- Tasks for this exercise:
a) In the article on Missouri's unemployment rate, what was the state's rate when unemployment spiked in April 2020?
b) For each statement below, say yes or no depending on whether it agrees with the article on Missouri's unemployment rate, and quote the words from the article that decide it. (i) Missouri's January rate was lower than the national rate. (ii) Goods-producing industries added more jobs than service-providing industries between December and January. (iii) The state's rate hit a low of 3.1 percent starting in July 2018.
c) Write the next part of the article on Missouri's unemployment rate, picking up after its last sentence.

State unemployment rate drops slightly, remains below average

Missouri’s unemployment rate decreased by a tenth of a percentage point in January, dropping to 4.3 percent from 4.4 percent in December.

The estimated number of unemployed Missourians was 130,822 in January, down by 4,290 from December’s 135,112, according to the latest report from the Missouri Economic Research and Information Center.

MERIC also noted the state’s unemployment rate remained below the national rate of 6.3 percent in January.

Missouri’s streak of seasonally adjusted unemployment rates below the comparable national rates is now 11 consecutive months.

Missouri’s January rate was 0.7 percentage points higher than the January 2020 rate due to the lingering effects of the COVID-19 pandemic, according to MERIC. The rate had reached a low of 3.1 percent starting in July 2018 before gradually edging up to 3.5 percent by the end of 2019, then to 3.7 percent in March 2020. The COVID-19 effect hit in April 2020, with unemployment spiking at 12.5 percent. Since that time, the rate decreased monthly for the rest of 2020, reaching 4.4 percent in December.

Goods-producing industries gained 1,700 jobs between December and January, with increases of 1,200 in manufacturing and 500 in mining, logging and construction.

Meanwhile, service-providing industries added 4,200 jobs, with increases in educational and health services (3,600 jobs), leisure and hospitality (2,500 jobs), and professional and business services (1,800 jobs).

- Stored dataset items:
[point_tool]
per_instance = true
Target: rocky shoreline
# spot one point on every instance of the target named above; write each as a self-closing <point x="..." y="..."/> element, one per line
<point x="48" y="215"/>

- Results:
a) 12.5 percent

b)
(i) Yes: "the state’s unemployment rate remained below the national rate of 6.3 percent in January."
(ii) No: "Goods-producing industries gained 1,700 jobs" while "service-providing industries added 4,200 jobs."
(iii) Yes: "The rate had reached a low of 3.1 percent starting in July 2018."

c)
Those exceeded losses in the financial sector (-3,600 jobs) and trade, transportation and utilities (-1,000 jobs).

Government employment decreased by 300 over the month, with a gain in local government canceled out by losses in federal and state government employment.

Total payroll employment decreased by 124,800 jobs from January 2020 to January 2021.

Over-the-year job losses were widespread among the major sectors of the labor market, with only trade, transportation and utilities spared. Goods-producing industries lost 10,600 jobs over the year, proportionally divided between manufacturing (-7,400 jobs) and mining, logging and construction (-3,200 jobs).

Service-providing industries took a harder hit, losing 114,200 jobs over the year, with nearly half the loss in leisure and hospitality (-56,100 jobs). Professional and business lost 15,900 jobs over the year, educational & health services lost 11,900 jobs, “other services” lost 5,500 jobs, financial activities lost 4,000 jobs, and information lost 3,300 jobs. Government employment also decreased over the year, losing 17,900 jobs.